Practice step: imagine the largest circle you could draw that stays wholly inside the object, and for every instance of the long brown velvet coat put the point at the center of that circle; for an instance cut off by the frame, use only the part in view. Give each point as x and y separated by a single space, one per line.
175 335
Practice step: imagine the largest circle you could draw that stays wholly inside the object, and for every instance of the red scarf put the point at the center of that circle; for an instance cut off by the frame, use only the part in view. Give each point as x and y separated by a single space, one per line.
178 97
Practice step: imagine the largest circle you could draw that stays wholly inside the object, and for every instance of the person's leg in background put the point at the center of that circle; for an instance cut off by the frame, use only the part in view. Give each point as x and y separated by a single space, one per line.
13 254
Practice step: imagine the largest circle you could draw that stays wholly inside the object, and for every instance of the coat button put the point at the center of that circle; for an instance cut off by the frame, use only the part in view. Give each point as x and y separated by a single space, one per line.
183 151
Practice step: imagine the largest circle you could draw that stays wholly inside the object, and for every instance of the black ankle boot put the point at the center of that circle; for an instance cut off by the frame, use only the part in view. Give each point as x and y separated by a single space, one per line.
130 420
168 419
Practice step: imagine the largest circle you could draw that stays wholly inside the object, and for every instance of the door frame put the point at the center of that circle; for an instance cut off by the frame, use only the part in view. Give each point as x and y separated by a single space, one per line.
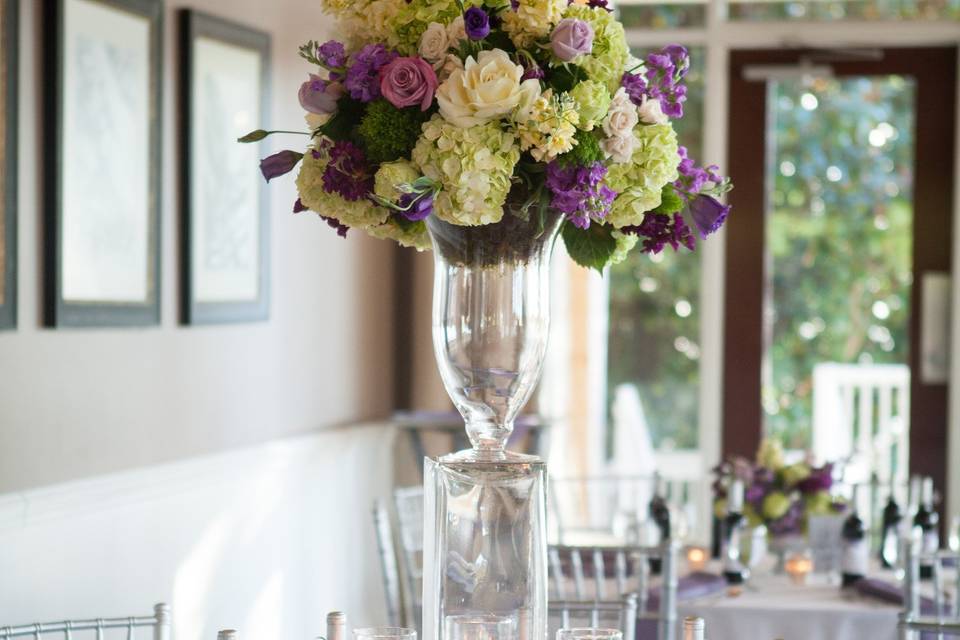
934 70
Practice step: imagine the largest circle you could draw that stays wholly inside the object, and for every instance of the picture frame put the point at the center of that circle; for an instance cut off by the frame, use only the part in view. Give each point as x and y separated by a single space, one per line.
102 175
225 230
9 36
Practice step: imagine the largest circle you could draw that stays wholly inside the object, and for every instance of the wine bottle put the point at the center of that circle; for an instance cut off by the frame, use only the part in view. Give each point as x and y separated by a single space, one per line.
733 570
856 551
336 625
928 521
693 628
890 535
659 513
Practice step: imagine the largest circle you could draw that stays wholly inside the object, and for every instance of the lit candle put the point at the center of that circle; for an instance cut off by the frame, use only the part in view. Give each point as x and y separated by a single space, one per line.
696 558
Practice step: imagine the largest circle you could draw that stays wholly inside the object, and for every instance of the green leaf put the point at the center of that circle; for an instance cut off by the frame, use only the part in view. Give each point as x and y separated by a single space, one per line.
590 248
670 202
254 136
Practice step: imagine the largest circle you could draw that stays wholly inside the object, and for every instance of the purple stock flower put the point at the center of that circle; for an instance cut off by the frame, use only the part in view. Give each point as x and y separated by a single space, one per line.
279 164
579 192
416 206
476 22
347 172
336 224
708 214
363 76
332 54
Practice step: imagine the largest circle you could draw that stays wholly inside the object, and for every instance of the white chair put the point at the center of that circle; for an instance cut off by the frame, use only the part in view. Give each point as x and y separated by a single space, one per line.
942 620
582 572
159 623
614 614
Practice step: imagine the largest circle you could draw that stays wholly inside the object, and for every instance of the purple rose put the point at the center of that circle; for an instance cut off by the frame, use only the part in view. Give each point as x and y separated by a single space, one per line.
319 96
406 82
476 23
571 38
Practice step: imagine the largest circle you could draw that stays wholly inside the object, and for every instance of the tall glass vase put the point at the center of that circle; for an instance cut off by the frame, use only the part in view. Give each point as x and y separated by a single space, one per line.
485 555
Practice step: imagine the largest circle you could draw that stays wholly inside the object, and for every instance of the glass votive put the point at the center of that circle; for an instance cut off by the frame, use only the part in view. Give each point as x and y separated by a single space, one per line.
589 633
385 633
697 558
480 627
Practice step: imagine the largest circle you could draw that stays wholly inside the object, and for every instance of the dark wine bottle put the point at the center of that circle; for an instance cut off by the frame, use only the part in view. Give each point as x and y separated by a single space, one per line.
856 550
890 533
733 570
928 521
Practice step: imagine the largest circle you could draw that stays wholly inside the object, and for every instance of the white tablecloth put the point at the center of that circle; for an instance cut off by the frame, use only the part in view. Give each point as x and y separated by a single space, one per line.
772 607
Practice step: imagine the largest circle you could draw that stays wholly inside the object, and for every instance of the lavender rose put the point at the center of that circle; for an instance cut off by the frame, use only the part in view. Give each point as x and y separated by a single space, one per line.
319 96
476 22
571 38
406 82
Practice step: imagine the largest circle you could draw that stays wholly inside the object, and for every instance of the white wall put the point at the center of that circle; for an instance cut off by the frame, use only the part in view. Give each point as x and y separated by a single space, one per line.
265 540
75 403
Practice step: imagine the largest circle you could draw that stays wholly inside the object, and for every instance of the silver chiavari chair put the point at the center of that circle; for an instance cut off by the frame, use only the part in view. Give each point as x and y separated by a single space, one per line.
613 614
581 573
386 549
159 622
941 618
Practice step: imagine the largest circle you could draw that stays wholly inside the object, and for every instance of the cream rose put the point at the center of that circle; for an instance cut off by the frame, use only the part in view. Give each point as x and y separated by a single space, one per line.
622 116
486 88
434 44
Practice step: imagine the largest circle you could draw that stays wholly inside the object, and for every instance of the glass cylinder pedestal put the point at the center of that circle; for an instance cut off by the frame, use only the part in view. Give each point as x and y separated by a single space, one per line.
485 551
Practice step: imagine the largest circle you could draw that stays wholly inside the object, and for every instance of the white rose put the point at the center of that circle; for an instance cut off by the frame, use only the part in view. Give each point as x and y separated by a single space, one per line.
619 148
486 88
651 113
434 43
622 116
456 30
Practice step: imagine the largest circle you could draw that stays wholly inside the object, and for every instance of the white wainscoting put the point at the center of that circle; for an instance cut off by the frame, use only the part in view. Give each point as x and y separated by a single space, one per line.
265 540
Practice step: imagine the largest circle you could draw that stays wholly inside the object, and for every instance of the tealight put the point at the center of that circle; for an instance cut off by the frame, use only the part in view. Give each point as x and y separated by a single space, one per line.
798 566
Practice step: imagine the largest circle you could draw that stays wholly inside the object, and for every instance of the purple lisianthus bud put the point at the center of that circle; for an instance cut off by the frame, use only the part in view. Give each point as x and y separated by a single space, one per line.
279 164
708 214
406 82
571 38
476 22
319 96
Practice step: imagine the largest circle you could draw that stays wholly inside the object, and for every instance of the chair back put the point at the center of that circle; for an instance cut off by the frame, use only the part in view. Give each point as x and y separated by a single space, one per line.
602 573
937 618
611 614
408 502
158 623
389 562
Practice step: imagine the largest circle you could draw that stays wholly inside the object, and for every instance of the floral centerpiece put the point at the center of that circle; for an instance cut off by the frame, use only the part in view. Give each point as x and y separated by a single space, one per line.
780 496
473 110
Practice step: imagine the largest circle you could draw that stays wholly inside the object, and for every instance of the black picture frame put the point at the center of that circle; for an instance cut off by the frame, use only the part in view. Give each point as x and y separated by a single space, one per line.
9 36
195 25
58 311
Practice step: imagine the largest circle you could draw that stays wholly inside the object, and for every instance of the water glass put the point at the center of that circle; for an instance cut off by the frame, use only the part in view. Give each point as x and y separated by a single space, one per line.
384 633
479 627
589 633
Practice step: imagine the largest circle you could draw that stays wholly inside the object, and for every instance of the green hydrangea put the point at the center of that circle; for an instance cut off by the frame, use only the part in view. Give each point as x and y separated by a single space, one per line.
473 166
360 213
585 152
390 175
640 181
607 61
387 133
410 235
593 101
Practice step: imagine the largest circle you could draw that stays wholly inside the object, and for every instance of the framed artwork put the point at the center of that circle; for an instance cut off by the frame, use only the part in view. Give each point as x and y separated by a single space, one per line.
102 59
225 228
8 163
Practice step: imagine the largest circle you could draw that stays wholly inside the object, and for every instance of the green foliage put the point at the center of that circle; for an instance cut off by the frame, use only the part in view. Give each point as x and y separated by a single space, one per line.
387 133
590 248
585 152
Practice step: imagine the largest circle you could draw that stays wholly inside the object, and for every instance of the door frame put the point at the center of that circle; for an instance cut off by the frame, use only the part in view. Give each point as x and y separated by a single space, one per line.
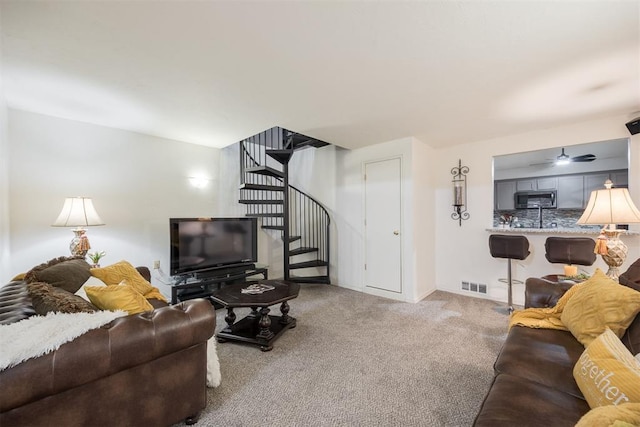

────

Exercise description:
Find every line in the listing that contains the string "chair", and copy each of those lines. Treat uppercase and lowercase letters as different.

The output:
Practice step: imagine the largest circle you could draw that stays wholly inside the object, and for every instance of the white chair put the point at the center of that circle; for an instance cut off by the frame, use only the part in view. Give each point as x and y separated by a single space, one per line.
Practice step: imagine the largest circle you could draw that stays wholly inside the object, and for every instance of the silver chiavari chair put the point at the center of that circle; for an instance cut off by the frame, use only the part in view. Give each point as x and y separated by a single space, one per line.
Practice step: imagine the largest circle you could draw that stays wholly inside the object, and for every instance of the chair back put the point at the center of that circle; for an instance cut off by the frame, use only the part in view. Give each point as x and y separated by a single space, one per line.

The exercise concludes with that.